* _Source document_
┌──

Youth entrepreneurship: The inherent frontier in economic prowess

Uhuru Kenyatta and Barack Obama
President Uhuru Kenyatta invites his U.S. counterpart Barack Obama during the 2015 Global Entrepreneurship Summit in Nairobi.

Entrepreneurship has indubitably turned out to be one common term in recent times across the globe, representing a vast and broader economic phenomenon that has changed the world imperceptibly. It has become one of the most dynamic forces in all economies, developed and developing, definitely showing how important entrepreneurs are now from the macro-economic perspective. More than ever, entrepreneurship matters prominently in today’s interdependent, robust, competitive and volatile global economy that no governments might thrive without it.

The very ardent, creative and innovative entrepreneurs have led regional, national and international social and economic growth and development, created new jobs and reliably stood as the last firewall against recessions and catastrophic events that are a result of economic volatility. In fact, with the level of economic growth so far achieved and most importantly yet to be achieved, entrepreneurship stands to play a precedent role in leading progressive business activities and transforming society experiences.

With the robust development of infrastructure across the world making it easy for individuals to travel and connect within the shortest time, access to information is transforming lives and made enthusiastic and ambitious entrepreneurs especially among the youth to step up and embrace this field. It has mitigated in pushing individuals never to settle with what exists rather make it more suitable to use and co-exist with, through adding value.

Bridging the economic gap

Entrepreneurship is a spirit that has overtaken the world mentality of governments for all the countrymen’s challenges and wants to giving those very people to come up with solutions for themselves that have turned out to be business empires. In the final Communiqué of the 2014 G20 Leaders Summit, there was a candid call for enhanced economic growth that could be achieved by the “promotion of competition, entrepreneurship and Innovation”. In addition there was also a call for better strategies to end unemployment among the youth particularly through encouragement of entrepreneurship.

This among other global leaders’ push geared towards supporting entrepreneurship including the US President Barrack Obama’s initiative of the Global Entrepreneurship Summit, which was hosted in Nairobi Kenya on July 2015, indicate how entrepreneurship bridges the gap between where we are today and we are to be economically in the future.

Kenya, which has hosted a series of international business conventions most of which pay attention to innovation and creativity which revolve around entrepreneurship, has been termed as a powerhouse of innovation in the African continent and the world. This is no surprise that it has attracted many of the world’s best known entrepreneurs of our time like the Mark Zuckerburg and Bill Gates. Nonetheless, much as this is an advantage that we enjoy, the impact of this is yet to be fully felt by the mwananchi so that policy terms to accelerate the business growth become efficient. Firstly, the ventures should be able to solve the majority of population’s perennial challenge of unemployment which squarely affects the youth.

With our growing population, jobs have become less than the people in need of them. Unemployment is a challenge that we have to face head-on if progress is to be noted in the economic growth. According to the United Nations Development Programme (UNDP), today one-third of Kenya’s population is between 18 and 34 years old- definitely indicating the tough reality of there being more young people than there are jobs.

Funding youth entrepreneurship 

The percentage of Kenyan workers with a formal job is now 9% down from 13% in the 70’s. Undoubtedly, predicament gets worse by day. World Bank’s Economic Update lately noted that, while 800,000 youths hit the working age annually, only 50,000 new formal modern-wage jobs are created. This is enough evidence to encourage youth entrepreneurship especially with the strong conviction that can even advance and find innovative solutions to realizing the SDGs.

└──

* _Problems to solve_
A. Reproduce the passage of the youth entrepreneurship article from "Youth entrepreneurship: The" up to and including "thrive without it.".
B. In the youth entrepreneurship article, what percentage of Kenyan workers now have a formal job?

* _Data extract_

┌──

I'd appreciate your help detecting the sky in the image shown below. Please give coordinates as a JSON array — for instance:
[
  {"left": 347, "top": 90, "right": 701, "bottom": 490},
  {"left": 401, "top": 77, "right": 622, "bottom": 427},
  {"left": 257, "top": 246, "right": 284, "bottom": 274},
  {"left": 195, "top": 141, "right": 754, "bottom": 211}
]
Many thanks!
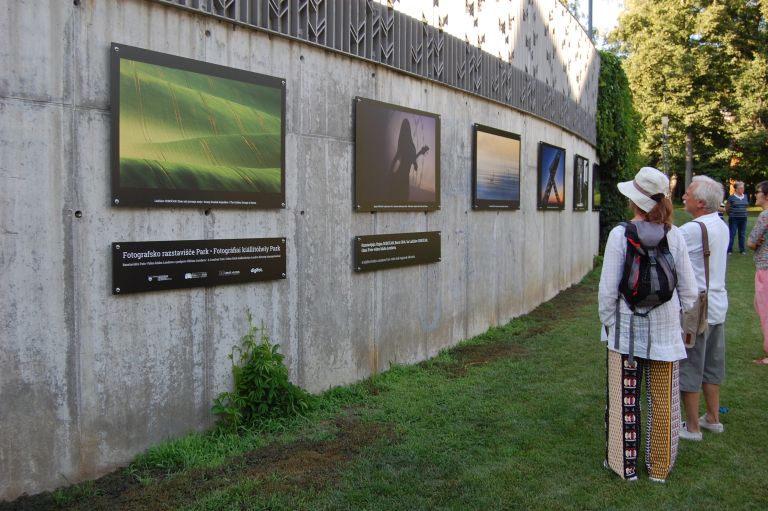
[{"left": 580, "top": 0, "right": 624, "bottom": 35}]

└──

* _Solutions below_
A.
Youth entrepreneurship: The inherent frontier in economic prowess

Uhuru Kenyatta and Barack Obama
President Uhuru Kenyatta invites his U.S. counterpart Barack Obama during the 2015 Global Entrepreneurship Summit in Nairobi.

Entrepreneurship has indubitably turned out to be one common term in recent times across the globe, representing a vast and broader economic phenomenon that has changed the world imperceptibly. It has become one of the most dynamic forces in all economies, developed and developing, definitely showing how important entrepreneurs are now from the macro-economic perspective. More than ever, entrepreneurship matters prominently in today’s interdependent, robust, competitive and volatile global economy that no governments might thrive without it.

B. 9%, down from 13% in the 70's.